Saved data entries
++++++

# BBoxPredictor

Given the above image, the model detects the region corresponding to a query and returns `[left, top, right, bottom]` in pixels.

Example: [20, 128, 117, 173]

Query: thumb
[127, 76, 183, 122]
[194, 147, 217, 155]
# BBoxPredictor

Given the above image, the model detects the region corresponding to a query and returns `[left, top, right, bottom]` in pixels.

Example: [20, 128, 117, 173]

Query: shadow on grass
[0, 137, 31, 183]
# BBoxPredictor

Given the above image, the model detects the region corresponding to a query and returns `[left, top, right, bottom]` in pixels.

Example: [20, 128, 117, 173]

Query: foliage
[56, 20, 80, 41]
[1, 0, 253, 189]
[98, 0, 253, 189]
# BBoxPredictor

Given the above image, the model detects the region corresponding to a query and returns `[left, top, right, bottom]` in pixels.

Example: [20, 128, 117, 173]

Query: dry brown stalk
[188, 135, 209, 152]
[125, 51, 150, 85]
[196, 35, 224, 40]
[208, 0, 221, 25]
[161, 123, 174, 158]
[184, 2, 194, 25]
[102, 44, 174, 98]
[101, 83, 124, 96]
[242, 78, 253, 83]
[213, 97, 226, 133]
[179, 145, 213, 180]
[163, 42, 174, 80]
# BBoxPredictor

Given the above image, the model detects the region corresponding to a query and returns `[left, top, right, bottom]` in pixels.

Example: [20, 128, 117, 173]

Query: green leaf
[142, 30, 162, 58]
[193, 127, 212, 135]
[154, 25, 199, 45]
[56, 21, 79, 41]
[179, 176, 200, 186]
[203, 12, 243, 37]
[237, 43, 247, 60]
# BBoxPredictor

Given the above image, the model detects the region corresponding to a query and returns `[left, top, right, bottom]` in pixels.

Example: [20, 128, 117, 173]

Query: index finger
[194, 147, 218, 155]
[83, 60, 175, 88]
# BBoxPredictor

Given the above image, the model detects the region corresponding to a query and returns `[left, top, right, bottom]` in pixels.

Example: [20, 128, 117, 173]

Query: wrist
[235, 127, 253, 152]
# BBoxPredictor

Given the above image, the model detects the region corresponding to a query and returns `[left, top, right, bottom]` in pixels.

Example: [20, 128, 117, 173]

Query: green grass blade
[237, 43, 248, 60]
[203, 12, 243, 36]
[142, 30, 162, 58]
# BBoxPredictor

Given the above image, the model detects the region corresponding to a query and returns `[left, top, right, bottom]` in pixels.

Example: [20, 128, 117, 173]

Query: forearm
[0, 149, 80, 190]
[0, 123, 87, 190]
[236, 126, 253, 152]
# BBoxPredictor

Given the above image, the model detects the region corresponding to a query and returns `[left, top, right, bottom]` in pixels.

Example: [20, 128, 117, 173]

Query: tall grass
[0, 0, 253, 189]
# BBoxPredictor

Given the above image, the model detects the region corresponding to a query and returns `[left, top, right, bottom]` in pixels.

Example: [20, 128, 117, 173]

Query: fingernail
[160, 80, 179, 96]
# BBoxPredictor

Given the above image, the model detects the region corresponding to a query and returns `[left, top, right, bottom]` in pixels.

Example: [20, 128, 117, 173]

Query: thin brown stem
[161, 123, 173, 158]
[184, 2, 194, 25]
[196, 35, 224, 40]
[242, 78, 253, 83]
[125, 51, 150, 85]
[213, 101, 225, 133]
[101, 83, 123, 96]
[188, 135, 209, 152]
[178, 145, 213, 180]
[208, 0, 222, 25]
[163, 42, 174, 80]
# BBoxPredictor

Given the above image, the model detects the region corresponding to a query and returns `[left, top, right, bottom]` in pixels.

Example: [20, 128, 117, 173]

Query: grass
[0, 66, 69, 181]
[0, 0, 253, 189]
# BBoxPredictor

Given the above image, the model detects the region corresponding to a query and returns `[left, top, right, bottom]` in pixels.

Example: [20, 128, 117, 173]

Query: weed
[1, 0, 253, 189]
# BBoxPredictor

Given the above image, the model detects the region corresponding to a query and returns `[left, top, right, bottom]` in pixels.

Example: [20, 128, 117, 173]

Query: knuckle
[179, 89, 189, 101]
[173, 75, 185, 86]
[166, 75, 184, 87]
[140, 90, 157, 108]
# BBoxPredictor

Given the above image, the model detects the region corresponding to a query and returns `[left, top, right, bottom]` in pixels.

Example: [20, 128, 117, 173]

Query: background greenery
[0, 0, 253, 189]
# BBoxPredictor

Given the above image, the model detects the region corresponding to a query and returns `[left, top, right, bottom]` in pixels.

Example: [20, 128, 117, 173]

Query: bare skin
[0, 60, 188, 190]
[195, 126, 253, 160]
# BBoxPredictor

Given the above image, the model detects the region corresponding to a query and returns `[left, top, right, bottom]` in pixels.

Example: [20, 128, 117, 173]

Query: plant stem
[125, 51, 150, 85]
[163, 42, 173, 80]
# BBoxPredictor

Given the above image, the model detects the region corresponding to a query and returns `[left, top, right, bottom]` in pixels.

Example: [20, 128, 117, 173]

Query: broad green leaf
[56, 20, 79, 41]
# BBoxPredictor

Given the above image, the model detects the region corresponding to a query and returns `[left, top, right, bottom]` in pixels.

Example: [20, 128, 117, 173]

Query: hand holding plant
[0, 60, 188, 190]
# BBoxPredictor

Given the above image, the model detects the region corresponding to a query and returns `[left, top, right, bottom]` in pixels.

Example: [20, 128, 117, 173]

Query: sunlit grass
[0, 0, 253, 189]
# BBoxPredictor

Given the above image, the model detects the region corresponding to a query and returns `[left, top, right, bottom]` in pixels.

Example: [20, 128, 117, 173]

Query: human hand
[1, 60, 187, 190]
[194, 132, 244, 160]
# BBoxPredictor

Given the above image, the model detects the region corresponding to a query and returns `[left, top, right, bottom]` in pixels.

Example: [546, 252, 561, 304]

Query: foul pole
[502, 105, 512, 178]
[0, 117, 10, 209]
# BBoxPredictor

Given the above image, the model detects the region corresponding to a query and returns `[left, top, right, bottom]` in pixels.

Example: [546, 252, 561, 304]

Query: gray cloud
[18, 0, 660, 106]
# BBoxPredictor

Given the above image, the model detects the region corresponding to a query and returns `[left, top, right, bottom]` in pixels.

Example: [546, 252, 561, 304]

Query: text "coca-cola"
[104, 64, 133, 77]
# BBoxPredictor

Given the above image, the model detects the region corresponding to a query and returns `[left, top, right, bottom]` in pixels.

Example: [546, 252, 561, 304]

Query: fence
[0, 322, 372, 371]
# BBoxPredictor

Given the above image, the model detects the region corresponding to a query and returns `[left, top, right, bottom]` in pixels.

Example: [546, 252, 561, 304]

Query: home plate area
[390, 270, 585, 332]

++++++

YOUR TASK → Return all the data above once more, precisely as given.

PROBLEM SOLUTION →
# BBoxPredictor

Given the above image, the model detects the region corresponding to a query and returns `[left, top, right, bottom]` in pixels.

Example: [20, 128, 117, 173]

Query: thumb
[127, 76, 183, 122]
[194, 147, 217, 155]
# BBoxPredictor

Given the above image, the model detects the region corresponding to a query and returns `[left, top, right, bottom]` in pixels.

Example: [20, 128, 117, 173]

Query: shadow on grass
[0, 137, 31, 183]
# BBoxPredictor

Given the above image, the model detects the region corresponding to a query and returns `[left, top, right, bottom]` in pixels.

Example: [20, 128, 117, 173]

Query: foliage
[56, 20, 80, 41]
[1, 0, 253, 189]
[98, 0, 253, 189]
# BBoxPredictor

Given the above image, the model detects the region corresponding to a query and returns `[left, top, right, bottom]` in pixels.

Example: [20, 128, 117, 173]

Query: dry brown stalk
[188, 135, 209, 152]
[125, 51, 150, 85]
[196, 35, 224, 40]
[208, 0, 221, 25]
[161, 123, 174, 158]
[184, 2, 194, 25]
[102, 44, 174, 98]
[101, 83, 124, 96]
[242, 78, 253, 83]
[213, 97, 226, 133]
[179, 145, 213, 180]
[163, 42, 174, 80]
# BBoxPredictor

Given the above image, the model detects the region corresponding to a query and returns `[left, top, right, bottom]` in pixels.

Example: [20, 128, 117, 173]

Query: green leaf
[142, 30, 162, 58]
[193, 127, 212, 135]
[154, 25, 199, 45]
[56, 21, 79, 41]
[179, 176, 200, 186]
[203, 12, 243, 37]
[237, 43, 247, 60]
# BBoxPredictor

Given the above image, the model detects the region corresponding to a query and returns `[left, top, right, bottom]` in pixels.

Example: [20, 128, 117, 173]

Query: index finger
[194, 147, 218, 155]
[83, 60, 175, 88]
# BBoxPredictor

Given the above image, the model detects the region corresponding to a query and returns `[left, top, right, bottom]` in pixels.

Example: [20, 128, 117, 173]

Query: wrist
[235, 127, 253, 152]
# BBoxPredictor

Given the above image, the model detects the region corresponding to a query and returns `[left, top, right, bottom]` in pixels.

Example: [20, 128, 117, 173]

Query: green grass blade
[237, 43, 248, 60]
[203, 12, 243, 36]
[142, 30, 162, 58]
# BBoxPredictor

Given the above image, the model detects the region corresponding to a query and returns `[left, top, right, bottom]` in pixels.

Example: [20, 128, 117, 173]

Query: forearm
[0, 149, 80, 190]
[0, 123, 87, 190]
[236, 126, 253, 152]
# BBoxPredictor

Given the above image, the model detects the region corresponding to a query and returns `[left, top, right, bottom]` in pixels.

Example: [20, 128, 117, 173]

Query: tall grass
[0, 0, 253, 189]
# BBoxPredictor

Given the above image, the model detects the region corresponding to a query and returns `[left, top, right, bottom]` in pixels.

Example: [20, 128, 117, 173]

Query: fingernail
[160, 80, 179, 96]
# BBoxPredictor

Given the above image, the model detects the region corresponding to a query and returns `[left, top, right, bottom]` in pixels.

Example: [20, 128, 117, 173]

Query: thin brown stem
[161, 123, 173, 158]
[184, 2, 194, 25]
[196, 35, 224, 40]
[242, 78, 253, 83]
[125, 51, 150, 85]
[213, 101, 225, 133]
[101, 83, 123, 96]
[188, 135, 209, 152]
[178, 145, 213, 180]
[208, 0, 222, 25]
[163, 42, 174, 80]
# BBoxPredictor

Given the above image, the model detects the region corresponding to a query and returns `[left, top, right, bottom]` in pixels.

Example: [20, 128, 117, 173]

Query: grass
[0, 66, 69, 181]
[0, 0, 253, 189]
# BBoxPredictor

Given the above image, the model detects the region corresponding to a query and returns `[left, top, right, bottom]` in pixels.

Example: [20, 128, 117, 173]

Query: weed
[1, 0, 253, 189]
# BBoxPredictor

Given the above image, the model detects the region corresponding to a query and returns `[left, top, right, bottom]` in pixels.

Example: [20, 128, 117, 173]

Query: knuckle
[179, 89, 189, 101]
[173, 75, 185, 86]
[166, 75, 184, 87]
[140, 90, 157, 108]
# BBoxPredictor

Given the above image, the model detects the region corresponding to a query and returns `[left, top, right, bottom]` in pixels.

Example: [20, 128, 117, 173]

Query: background greenery
[0, 0, 253, 189]
# BBoxPredictor

Given the above image, the model detects the region corresponding to a query and returns `[left, top, right, bottom]` in pixels.

Example: [20, 128, 117, 173]

Query: bare skin
[0, 60, 188, 190]
[195, 126, 253, 160]
# BBoxPredictor

Given the above image, the model detects the region corresponding to a query and returns `[left, top, right, bottom]` in pixels.

Example: [20, 128, 117, 173]

Query: plant stem
[125, 51, 150, 85]
[163, 42, 173, 80]
# BBoxPredictor

Given the above image, the model detects the region corresponding to a query and returns `[left, top, right, bottom]` in pixels.

Example: [20, 128, 117, 173]

Query: broad green leaf
[56, 20, 79, 41]
# BBoxPredictor

Given the above image, the model detects the region corresponding to a query and returns `[left, top, right, bottom]` in pixels.

Example: [20, 128, 117, 173]

Query: hand holding plant
[0, 60, 188, 190]
# BBoxPredictor

Given the above image, the model detects the region corresponding to a query and returns `[left, top, right, bottom]` in pixels.

Example: [20, 128, 117, 173]

Query: sunlit grass
[0, 0, 253, 189]
# BBoxPredictor

Given the above image, the model detects the region corresponding to a query and returns `[left, top, right, bottom]` in pixels.

Example: [20, 128, 117, 173]

Query: human hand
[1, 60, 187, 190]
[194, 132, 244, 160]
# BBoxPredictor

Given the above image, the model detects the region corresponding to a query and returns `[left, top, right, bottom]` in pixels.

Example: [546, 252, 561, 304]

Query: foul pole
[502, 105, 512, 178]
[0, 117, 10, 209]
# BBoxPredictor

Given the above image, the model detects the region corresponding to a query and returns `[left, top, right, bottom]` in pixels.

Example: [546, 252, 561, 304]

Query: gray cloud
[18, 0, 660, 106]
# BBoxPredictor

Given the above image, the model detects the region corresponding to a query and returns `[left, top, right, bottom]` in pixels.

Example: [546, 252, 561, 304]

Query: text "coca-cola"
[104, 64, 133, 77]
# BBoxPredictor

Given the above image, the model detects the region corresponding to a query and returns `[left, top, right, bottom]` in pixels.

Example: [546, 252, 561, 304]

Query: fence
[0, 322, 372, 371]
# BBoxPredictor

Given the above image, the model detects the region corresponding to a query and returns `[left, top, right, bottom]` in pixels.

Example: [546, 252, 561, 304]

Query: home plate area
[390, 270, 585, 332]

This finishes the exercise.